====== DATA EXCERPTS
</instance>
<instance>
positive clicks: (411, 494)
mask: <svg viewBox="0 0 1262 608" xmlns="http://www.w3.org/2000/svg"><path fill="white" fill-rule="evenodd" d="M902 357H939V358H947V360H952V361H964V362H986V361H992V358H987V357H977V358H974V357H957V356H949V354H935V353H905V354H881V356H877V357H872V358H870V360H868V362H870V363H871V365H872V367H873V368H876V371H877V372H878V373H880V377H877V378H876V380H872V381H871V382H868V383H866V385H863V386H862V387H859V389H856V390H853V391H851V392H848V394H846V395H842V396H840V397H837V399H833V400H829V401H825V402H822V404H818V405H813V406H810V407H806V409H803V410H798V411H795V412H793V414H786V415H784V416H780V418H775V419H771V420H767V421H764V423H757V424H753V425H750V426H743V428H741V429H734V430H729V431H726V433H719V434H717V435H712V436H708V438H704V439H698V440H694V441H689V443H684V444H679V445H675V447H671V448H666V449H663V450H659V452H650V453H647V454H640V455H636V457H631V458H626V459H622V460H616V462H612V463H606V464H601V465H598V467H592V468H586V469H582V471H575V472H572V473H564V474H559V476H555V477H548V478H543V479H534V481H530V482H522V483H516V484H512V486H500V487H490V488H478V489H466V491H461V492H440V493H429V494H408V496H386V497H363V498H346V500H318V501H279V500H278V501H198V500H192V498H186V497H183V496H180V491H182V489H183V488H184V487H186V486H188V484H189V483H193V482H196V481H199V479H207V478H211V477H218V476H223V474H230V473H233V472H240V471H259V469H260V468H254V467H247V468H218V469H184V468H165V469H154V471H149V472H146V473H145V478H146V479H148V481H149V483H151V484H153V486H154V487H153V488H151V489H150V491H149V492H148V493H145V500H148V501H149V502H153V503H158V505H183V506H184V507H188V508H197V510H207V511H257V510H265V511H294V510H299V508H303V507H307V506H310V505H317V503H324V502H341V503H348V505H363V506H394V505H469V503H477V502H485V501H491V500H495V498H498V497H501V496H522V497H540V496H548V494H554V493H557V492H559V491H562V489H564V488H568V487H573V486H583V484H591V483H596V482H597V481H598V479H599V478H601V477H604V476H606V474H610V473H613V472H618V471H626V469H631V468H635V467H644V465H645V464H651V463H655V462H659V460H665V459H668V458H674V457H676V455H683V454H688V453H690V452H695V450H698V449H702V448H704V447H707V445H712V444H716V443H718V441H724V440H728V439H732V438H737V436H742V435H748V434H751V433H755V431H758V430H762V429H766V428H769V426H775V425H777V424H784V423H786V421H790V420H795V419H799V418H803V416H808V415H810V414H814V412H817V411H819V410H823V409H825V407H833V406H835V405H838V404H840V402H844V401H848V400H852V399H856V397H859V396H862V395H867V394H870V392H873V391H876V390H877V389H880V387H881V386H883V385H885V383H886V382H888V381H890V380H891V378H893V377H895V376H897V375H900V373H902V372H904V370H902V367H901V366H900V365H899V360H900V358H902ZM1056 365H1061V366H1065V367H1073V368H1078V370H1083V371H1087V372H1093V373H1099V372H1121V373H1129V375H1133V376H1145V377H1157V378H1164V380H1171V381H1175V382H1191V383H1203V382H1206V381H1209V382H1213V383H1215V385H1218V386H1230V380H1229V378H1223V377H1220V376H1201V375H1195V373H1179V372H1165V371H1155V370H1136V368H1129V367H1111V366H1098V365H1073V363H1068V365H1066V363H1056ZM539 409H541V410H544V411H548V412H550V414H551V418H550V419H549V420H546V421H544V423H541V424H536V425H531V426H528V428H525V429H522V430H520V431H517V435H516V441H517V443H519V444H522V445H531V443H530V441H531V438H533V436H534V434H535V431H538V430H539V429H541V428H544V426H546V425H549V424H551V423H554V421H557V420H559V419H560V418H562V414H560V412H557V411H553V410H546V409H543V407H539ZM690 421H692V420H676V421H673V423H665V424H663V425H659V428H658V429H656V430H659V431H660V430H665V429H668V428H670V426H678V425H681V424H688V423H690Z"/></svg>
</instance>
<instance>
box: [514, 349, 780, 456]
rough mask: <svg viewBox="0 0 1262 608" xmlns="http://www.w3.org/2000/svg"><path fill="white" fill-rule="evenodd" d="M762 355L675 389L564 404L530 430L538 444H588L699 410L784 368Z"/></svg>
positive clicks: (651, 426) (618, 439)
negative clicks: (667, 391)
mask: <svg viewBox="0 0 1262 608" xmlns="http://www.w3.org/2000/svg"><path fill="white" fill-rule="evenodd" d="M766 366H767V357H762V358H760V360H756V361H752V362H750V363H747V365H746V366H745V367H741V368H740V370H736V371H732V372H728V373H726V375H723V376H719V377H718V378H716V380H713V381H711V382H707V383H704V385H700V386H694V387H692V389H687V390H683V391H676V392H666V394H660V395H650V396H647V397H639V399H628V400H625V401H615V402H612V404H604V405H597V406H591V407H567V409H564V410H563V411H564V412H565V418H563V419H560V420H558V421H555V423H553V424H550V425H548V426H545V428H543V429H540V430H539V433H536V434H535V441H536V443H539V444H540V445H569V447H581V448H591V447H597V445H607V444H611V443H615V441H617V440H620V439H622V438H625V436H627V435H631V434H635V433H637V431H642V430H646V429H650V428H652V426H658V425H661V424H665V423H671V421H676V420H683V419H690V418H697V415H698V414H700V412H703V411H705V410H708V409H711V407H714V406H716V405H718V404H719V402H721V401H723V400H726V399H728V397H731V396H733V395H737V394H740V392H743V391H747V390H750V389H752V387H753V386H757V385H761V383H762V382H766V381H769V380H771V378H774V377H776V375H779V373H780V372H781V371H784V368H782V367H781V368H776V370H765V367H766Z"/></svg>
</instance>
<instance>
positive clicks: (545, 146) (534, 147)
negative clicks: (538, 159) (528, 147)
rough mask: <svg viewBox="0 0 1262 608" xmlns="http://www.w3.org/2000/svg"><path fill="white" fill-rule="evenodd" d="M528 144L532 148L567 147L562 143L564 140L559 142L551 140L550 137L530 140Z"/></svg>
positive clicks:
============
▶ DESCRIPTION OF THE TASK
Word for word, set down all the lines above.

▶ OUTPUT FOR THIS TASK
</instance>
<instance>
positive clicks: (411, 494)
mask: <svg viewBox="0 0 1262 608" xmlns="http://www.w3.org/2000/svg"><path fill="white" fill-rule="evenodd" d="M902 357H939V358H947V360H952V361H964V362H986V361H992V358H987V357H977V358H974V357H957V356H949V354H935V353H905V354H881V356H877V357H872V358H870V360H868V362H870V363H871V365H872V367H873V368H876V371H877V372H878V373H880V377H877V378H876V380H872V381H871V382H868V383H866V385H863V386H862V387H859V389H856V390H853V391H851V392H848V394H846V395H842V396H840V397H837V399H833V400H829V401H825V402H822V404H818V405H813V406H810V407H806V409H803V410H798V411H795V412H793V414H786V415H784V416H780V418H775V419H771V420H767V421H764V423H757V424H753V425H750V426H743V428H741V429H734V430H729V431H726V433H719V434H717V435H712V436H708V438H704V439H698V440H694V441H689V443H684V444H679V445H675V447H671V448H666V449H663V450H659V452H650V453H647V454H640V455H636V457H631V458H626V459H622V460H616V462H612V463H606V464H601V465H598V467H592V468H586V469H582V471H575V472H572V473H564V474H559V476H555V477H548V478H543V479H534V481H530V482H522V483H516V484H512V486H500V487H490V488H478V489H466V491H461V492H440V493H429V494H408V496H386V497H363V498H346V500H318V501H279V500H278V501H198V500H192V498H186V497H183V496H180V491H182V489H183V488H184V487H186V486H188V484H189V483H193V482H196V481H199V479H207V478H211V477H218V476H223V474H230V473H233V472H240V471H259V469H260V468H254V467H247V468H218V469H184V468H165V469H154V471H149V472H146V473H145V478H146V479H148V481H149V483H151V484H153V486H154V487H153V488H151V489H150V491H149V492H148V493H145V500H148V501H149V502H153V503H158V505H183V506H184V507H188V508H197V510H207V511H257V510H265V511H294V510H299V508H303V507H307V506H310V505H317V503H324V502H341V503H348V505H363V506H394V505H469V503H477V502H485V501H491V500H495V498H498V497H501V496H522V497H540V496H548V494H554V493H557V492H559V491H562V489H564V488H568V487H573V486H583V484H591V483H596V482H597V481H598V479H599V478H601V477H604V476H606V474H610V473H613V472H618V471H626V469H631V468H635V467H644V465H645V464H651V463H655V462H659V460H665V459H668V458H674V457H676V455H683V454H688V453H690V452H695V450H698V449H702V448H704V447H707V445H712V444H716V443H718V441H724V440H728V439H732V438H737V436H742V435H748V434H751V433H755V431H758V430H762V429H766V428H769V426H775V425H777V424H784V423H786V421H790V420H795V419H799V418H803V416H808V415H810V414H814V412H817V411H819V410H823V409H825V407H833V406H835V405H838V404H840V402H844V401H848V400H852V399H856V397H859V396H862V395H867V394H870V392H873V391H876V390H877V389H880V387H881V386H883V385H885V383H886V382H888V381H890V380H891V378H893V377H895V376H897V375H900V373H902V372H904V370H902V367H901V366H900V365H899V360H900V358H902ZM1056 365H1061V366H1065V367H1073V368H1078V370H1083V371H1087V372H1093V373H1099V372H1121V373H1129V375H1133V376H1145V377H1157V378H1164V380H1171V381H1175V382H1191V383H1203V382H1206V381H1209V382H1213V383H1215V385H1218V386H1230V380H1229V378H1223V377H1220V376H1201V375H1195V373H1179V372H1165V371H1155V370H1136V368H1129V367H1111V366H1098V365H1073V363H1068V365H1066V363H1056ZM539 409H541V410H544V411H548V412H550V414H551V418H550V419H549V420H546V421H544V423H541V424H536V425H531V426H528V428H525V429H522V430H520V431H517V435H516V441H517V443H519V444H522V445H531V443H530V441H531V438H533V436H534V434H535V431H538V430H539V429H541V428H544V426H546V425H549V424H551V423H554V421H557V420H559V419H560V418H562V414H560V412H557V411H553V410H546V409H543V407H539ZM690 421H692V420H676V421H673V423H665V424H663V425H659V428H658V429H656V430H659V431H660V430H665V429H668V428H670V426H678V425H681V424H688V423H690Z"/></svg>
</instance>
<instance>
box: [514, 349, 780, 456]
rough mask: <svg viewBox="0 0 1262 608" xmlns="http://www.w3.org/2000/svg"><path fill="white" fill-rule="evenodd" d="M762 355L675 389L564 404L530 430L538 444H588L699 410L784 368Z"/></svg>
positive clicks: (651, 426) (618, 439)
negative clicks: (667, 391)
mask: <svg viewBox="0 0 1262 608" xmlns="http://www.w3.org/2000/svg"><path fill="white" fill-rule="evenodd" d="M766 366H767V357H762V358H760V360H756V361H752V362H750V363H747V365H746V366H745V367H741V368H740V370H736V371H732V372H728V373H726V375H723V376H719V377H718V378H716V380H713V381H711V382H707V383H704V385H700V386H694V387H692V389H687V390H683V391H676V392H666V394H660V395H650V396H647V397H639V399H628V400H625V401H615V402H612V404H604V405H597V406H591V407H567V409H564V410H563V411H564V412H565V418H563V419H560V420H558V421H555V423H553V424H550V425H548V426H545V428H543V429H540V430H539V433H536V434H535V441H536V443H539V444H540V445H569V447H581V448H591V447H597V445H607V444H611V443H615V441H617V440H620V439H622V438H625V436H627V435H631V434H635V433H637V431H642V430H646V429H650V428H652V426H658V425H661V424H665V423H671V421H676V420H683V419H690V418H697V415H698V414H700V412H703V411H705V410H708V409H711V407H714V406H716V405H718V404H719V402H721V401H723V400H726V399H728V397H731V396H733V395H737V394H740V392H743V391H747V390H750V389H752V387H753V386H757V385H761V383H762V382H766V381H769V380H771V378H774V377H776V375H779V373H780V372H781V371H784V368H782V367H781V368H776V370H765V367H766Z"/></svg>
</instance>
<instance>
positive clicks: (545, 146) (534, 147)
negative clicks: (538, 159) (528, 147)
rough mask: <svg viewBox="0 0 1262 608" xmlns="http://www.w3.org/2000/svg"><path fill="white" fill-rule="evenodd" d="M528 144L532 148L567 147L562 143L564 140L559 142L551 140L550 137L530 140Z"/></svg>
positive clicks:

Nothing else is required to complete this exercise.